*** Opening of Data ***

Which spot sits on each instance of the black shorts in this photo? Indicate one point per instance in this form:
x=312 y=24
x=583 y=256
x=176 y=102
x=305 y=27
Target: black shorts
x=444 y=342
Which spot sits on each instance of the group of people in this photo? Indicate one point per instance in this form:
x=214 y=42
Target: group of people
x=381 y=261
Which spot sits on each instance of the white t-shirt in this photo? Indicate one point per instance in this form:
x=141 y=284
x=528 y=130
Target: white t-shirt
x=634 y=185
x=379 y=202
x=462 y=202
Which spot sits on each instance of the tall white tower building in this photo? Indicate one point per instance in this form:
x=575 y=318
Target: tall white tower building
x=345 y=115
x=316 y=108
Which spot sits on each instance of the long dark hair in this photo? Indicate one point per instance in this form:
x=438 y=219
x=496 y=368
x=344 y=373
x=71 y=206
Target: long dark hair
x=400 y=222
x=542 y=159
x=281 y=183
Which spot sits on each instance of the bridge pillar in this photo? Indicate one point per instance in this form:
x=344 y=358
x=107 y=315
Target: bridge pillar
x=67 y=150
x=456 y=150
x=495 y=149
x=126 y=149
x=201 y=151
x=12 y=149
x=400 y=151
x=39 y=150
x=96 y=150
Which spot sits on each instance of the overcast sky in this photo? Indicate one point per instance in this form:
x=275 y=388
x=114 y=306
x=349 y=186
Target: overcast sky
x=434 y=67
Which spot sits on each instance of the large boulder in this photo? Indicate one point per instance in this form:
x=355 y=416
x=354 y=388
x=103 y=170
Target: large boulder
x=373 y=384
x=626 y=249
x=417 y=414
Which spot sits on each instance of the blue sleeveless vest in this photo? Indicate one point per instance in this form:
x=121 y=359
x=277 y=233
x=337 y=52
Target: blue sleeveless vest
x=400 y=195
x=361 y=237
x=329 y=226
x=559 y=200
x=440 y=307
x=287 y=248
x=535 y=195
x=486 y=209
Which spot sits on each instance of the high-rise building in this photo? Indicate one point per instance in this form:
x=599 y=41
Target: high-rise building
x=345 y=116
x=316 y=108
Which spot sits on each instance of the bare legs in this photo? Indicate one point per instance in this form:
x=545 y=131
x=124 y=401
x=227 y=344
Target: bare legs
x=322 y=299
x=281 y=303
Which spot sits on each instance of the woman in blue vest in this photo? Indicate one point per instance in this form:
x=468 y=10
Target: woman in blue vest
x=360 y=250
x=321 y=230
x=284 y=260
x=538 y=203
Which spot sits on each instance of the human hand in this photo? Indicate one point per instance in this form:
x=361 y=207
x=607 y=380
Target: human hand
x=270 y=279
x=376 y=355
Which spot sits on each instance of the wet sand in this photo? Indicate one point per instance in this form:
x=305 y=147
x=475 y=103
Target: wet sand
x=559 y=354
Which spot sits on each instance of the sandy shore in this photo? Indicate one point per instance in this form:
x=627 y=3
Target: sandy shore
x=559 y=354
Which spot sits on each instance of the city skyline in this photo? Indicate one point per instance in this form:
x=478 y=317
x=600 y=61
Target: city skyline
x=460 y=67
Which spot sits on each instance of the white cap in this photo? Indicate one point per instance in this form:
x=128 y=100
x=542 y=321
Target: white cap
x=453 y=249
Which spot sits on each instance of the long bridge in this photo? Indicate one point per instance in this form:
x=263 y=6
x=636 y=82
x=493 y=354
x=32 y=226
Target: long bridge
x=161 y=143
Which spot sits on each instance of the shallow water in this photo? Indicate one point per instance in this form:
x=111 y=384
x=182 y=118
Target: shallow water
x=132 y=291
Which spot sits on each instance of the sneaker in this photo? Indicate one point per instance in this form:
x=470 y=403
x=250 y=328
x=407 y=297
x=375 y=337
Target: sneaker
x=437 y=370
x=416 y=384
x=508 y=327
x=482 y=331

*** Close of Data ***

#### Your goal:
Quote verbatim the line containing "Which spot sits on each instance of the woman" and every line after it through the end of the records above.

#### Task solution:
Which spot sits on each instance of the woman in blue vest in this photo? Indicate one point per instance in this form:
x=468 y=10
Target: woman in blue vest
x=360 y=250
x=321 y=230
x=284 y=260
x=538 y=203
Which spot sits on each instance of the human hand in this photo? Indicate one point per instance in this form:
x=361 y=207
x=607 y=380
Target: human hand
x=270 y=279
x=376 y=355
Which spot sits on each instance of the wet sand in this photo? Indicate one point per instance in this form:
x=305 y=147
x=475 y=103
Target: wet sand
x=559 y=354
Which spot sits on each instance of the sandy shore in this photo? Indicate one point per instance in this form:
x=627 y=3
Target: sandy shore
x=559 y=354
Which spot sits on each instance of the city skyline in this photo? Indicate one point per instance in this form:
x=478 y=317
x=600 y=61
Target: city skyline
x=460 y=67
Which spot sits on each instance of the white cap in this photo? Indicate one point per instance in this form:
x=128 y=100
x=542 y=321
Target: white cap
x=453 y=249
Which spot sits on each instance of the long bridge in this photo? Indicate one point per instance in this form:
x=263 y=6
x=636 y=82
x=493 y=354
x=32 y=226
Target: long bridge
x=161 y=143
Which spot sits on each instance of the shallow water in this photo? Indicate one point per instance in this form:
x=111 y=384
x=182 y=118
Target: shallow water
x=132 y=291
Which spot sits on each instance of the sneaker in this photo? Indicate one point per instance in this form:
x=470 y=403
x=250 y=328
x=407 y=297
x=375 y=337
Target: sneaker
x=437 y=370
x=416 y=384
x=508 y=327
x=482 y=331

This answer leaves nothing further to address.